- **Source extract**:
-------------------------

If the gas oven on the boat worked then I’d be sore tempted. It’s a quarter to six in the morning, Mr Stove really can’t be ar*sed (too “end of season” for his tastes), the rain is lashing down and there’s half a gale blowing up my Arsenal Villa have done well this season have they not.
If this is really the last week of May then I’m a dutchman.
We zijn allemaal volslagen idioten en de menselijke samenleving is dus gedoemd. Vaarwel.
This is most definitely not the apocalypse that I was promised.
I always knew that the (human) world wouldn’t end with a bang, but who would have thought that it would end with it being both illegal and too much effort to raise so much as a whimper?
Anyway, to business. Swans.
Sometimes swans absolutely insist on joining boats in locks – and then they’re royally stuffed. Swans can’t take off (or land) without a hundred yardlings or so of runway, and they can’t even climb lock ladders.
As I approached the lock (on foot) yesterday I noted that the Senior Team of Lock Volunteers were on duty, and that the paddles had for some reason only been opened a dribble. This was why. A spatially-challenged swan taking a nervous ride down the lock with a hire-boat.
Certain only that it was first in the queue the horrid critter sailed around, explored the corners, tried to squeeze through alongside the boat and just waited for something to happen as the water level was slowly reduced.
Then, when the lower gates could be opened (taking care to not squish Mr Sunday Lunch, as I termed him, behind the apparatus), out he sailed. Full speed ahead and don’t spare the flippers.
Excitement over. Doubtless he only paddled down to the winding hole and then joined the queue to go back up the lock.
Narrowboats. Not all narrowboats are equal – some have some very fancy bits, bobs and pretentions.
This one’s some sort of “Dutch barge” with an eating disorder and a “skinny fit” hull. It’s a lovely boat, but IMHO (and remember that I am Lord High He-Who) the centre cockpit is impractical and makes control difficult, and there is too much of the boat that is nought but boat and thus not much-needed lebensraum. Must be noted however that it got up the lock without the aid of a swan.
We’re still moored in Windy Alley, in a long line of miserable boats, all being miserable with added whatever. That’s me, first on the left.
Ordinarily Windy Alley is delicious for its wide-open sky but at the moment it’s akin to living under the messy end of some giant broody pigeon.
Oh I can’t complain. We’ve had a steam train past a couple of times, a Deltic, and something odd dragging what must have been an incredibly heavy load (Richard Parry’s pay packet?) – all of which I’ve missed with the camera.
A mate procured for me a coffee that I haven’t seen hitherto – coffee from Southern India. Ye gods (Greek and Roman), it’s ruddy good stuff.

-------------------------

- **Data records**:

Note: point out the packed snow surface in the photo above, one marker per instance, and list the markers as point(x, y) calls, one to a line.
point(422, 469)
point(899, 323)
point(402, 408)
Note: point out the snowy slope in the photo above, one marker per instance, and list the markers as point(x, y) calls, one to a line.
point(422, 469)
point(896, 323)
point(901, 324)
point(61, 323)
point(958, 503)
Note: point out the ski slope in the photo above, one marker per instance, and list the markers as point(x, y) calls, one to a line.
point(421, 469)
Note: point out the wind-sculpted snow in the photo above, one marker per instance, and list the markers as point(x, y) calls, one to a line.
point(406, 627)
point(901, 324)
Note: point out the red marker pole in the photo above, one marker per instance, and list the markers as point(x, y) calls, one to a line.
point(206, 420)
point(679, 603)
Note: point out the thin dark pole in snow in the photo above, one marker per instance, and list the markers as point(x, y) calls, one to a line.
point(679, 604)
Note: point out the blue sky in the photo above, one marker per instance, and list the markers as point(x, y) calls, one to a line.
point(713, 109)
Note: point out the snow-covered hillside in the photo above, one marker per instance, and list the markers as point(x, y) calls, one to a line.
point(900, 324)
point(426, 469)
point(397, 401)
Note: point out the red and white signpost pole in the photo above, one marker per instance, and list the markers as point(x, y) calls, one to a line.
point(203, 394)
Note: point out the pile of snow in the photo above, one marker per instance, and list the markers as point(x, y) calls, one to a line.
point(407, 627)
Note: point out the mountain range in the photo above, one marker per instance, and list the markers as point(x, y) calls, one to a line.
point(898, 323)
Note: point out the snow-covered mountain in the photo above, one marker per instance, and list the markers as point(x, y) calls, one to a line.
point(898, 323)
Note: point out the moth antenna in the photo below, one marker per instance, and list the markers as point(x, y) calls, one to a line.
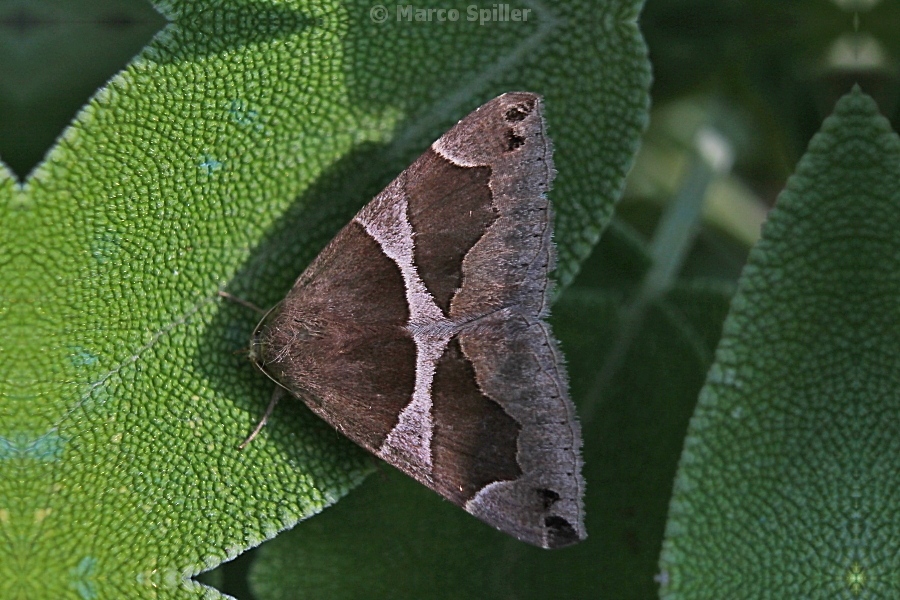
point(276, 396)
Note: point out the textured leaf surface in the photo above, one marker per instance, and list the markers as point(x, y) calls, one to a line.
point(787, 484)
point(225, 156)
point(394, 538)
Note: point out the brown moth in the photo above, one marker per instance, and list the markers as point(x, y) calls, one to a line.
point(419, 332)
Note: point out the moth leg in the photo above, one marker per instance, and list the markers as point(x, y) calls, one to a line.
point(276, 396)
point(241, 301)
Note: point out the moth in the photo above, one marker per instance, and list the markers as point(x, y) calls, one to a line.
point(419, 332)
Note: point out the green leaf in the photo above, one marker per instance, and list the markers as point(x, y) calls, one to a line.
point(786, 483)
point(394, 538)
point(225, 156)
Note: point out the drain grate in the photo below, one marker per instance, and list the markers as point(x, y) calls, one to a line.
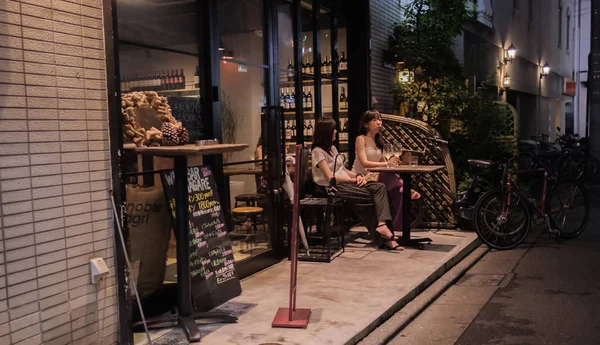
point(481, 280)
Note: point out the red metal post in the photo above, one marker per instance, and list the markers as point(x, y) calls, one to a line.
point(291, 317)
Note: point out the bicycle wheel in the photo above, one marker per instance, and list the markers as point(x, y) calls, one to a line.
point(501, 230)
point(417, 212)
point(568, 208)
point(592, 167)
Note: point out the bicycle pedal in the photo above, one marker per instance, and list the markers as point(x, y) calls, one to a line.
point(554, 232)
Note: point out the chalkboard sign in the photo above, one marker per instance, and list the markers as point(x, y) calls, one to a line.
point(212, 266)
point(188, 110)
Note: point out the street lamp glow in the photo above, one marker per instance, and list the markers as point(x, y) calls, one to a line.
point(546, 69)
point(511, 52)
point(506, 81)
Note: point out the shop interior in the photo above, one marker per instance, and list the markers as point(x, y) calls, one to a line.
point(159, 50)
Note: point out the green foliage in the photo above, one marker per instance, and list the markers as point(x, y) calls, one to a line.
point(437, 94)
point(425, 37)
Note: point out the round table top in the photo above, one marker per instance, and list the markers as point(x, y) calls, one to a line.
point(415, 169)
point(247, 209)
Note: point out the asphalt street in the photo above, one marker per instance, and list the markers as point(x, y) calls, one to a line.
point(545, 292)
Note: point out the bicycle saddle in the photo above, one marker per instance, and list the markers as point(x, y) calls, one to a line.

-------------------------

Carry on the narrowboat blog entry, starting right after its final sentence about the coffee from Southern India.

Some coffees are just hot and wet, some tickle the odd taste-bud as they answer the siren call of oesophageal gravity, but this stuff runs around a chap’s mouth kicking seven shades of delicious sh*ite out of every sensory organ fitted. Apparently – and not a lot of people know this – it’s grown alongside vanilla trees or vanilla bushes or vanilla-squirrels or whatever vanilla grows on, and it shows. Most excellent stuff indeed.
I’ve had a cafetiere so far this morning, there will be another later in the day. If a chap must stand at the side-hatch and watch the human world crumble before his eyes then this is the coffee to drink in-between offering advice such as ‘Oi! You’ve missed a bit.’ and ‘Wouldn’t it be more efficient to just shoot everyone between the (blank, dull) eyes?’
It seems that the vegan egg-substitute that Messrs Chandlery ordered for me may well have arrived, so I needs must venture out into the day, later. I have of late been craving what we English term “French Toast”, and I’d like to have some before the world ends. This is – as far as I can tell from extensive research and much reading of reviews – the only stuff that will produce the necessary eggfect but not have popped out of some hen’s over-strained sphincter.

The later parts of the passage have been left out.